* **Work to complete**
Rewrite the lines of every item, substituting "occurrence" for each "instance" and keeping everything else the same.

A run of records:

^^^^

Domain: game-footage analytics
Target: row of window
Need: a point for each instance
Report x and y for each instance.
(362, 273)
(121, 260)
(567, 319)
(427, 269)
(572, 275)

^^^^

* **Answer**
Domain: game-footage analytics
Target: row of window
Need: a point for each occurrence
Report x and y for each occurrence.
(362, 273)
(121, 260)
(567, 319)
(427, 269)
(572, 275)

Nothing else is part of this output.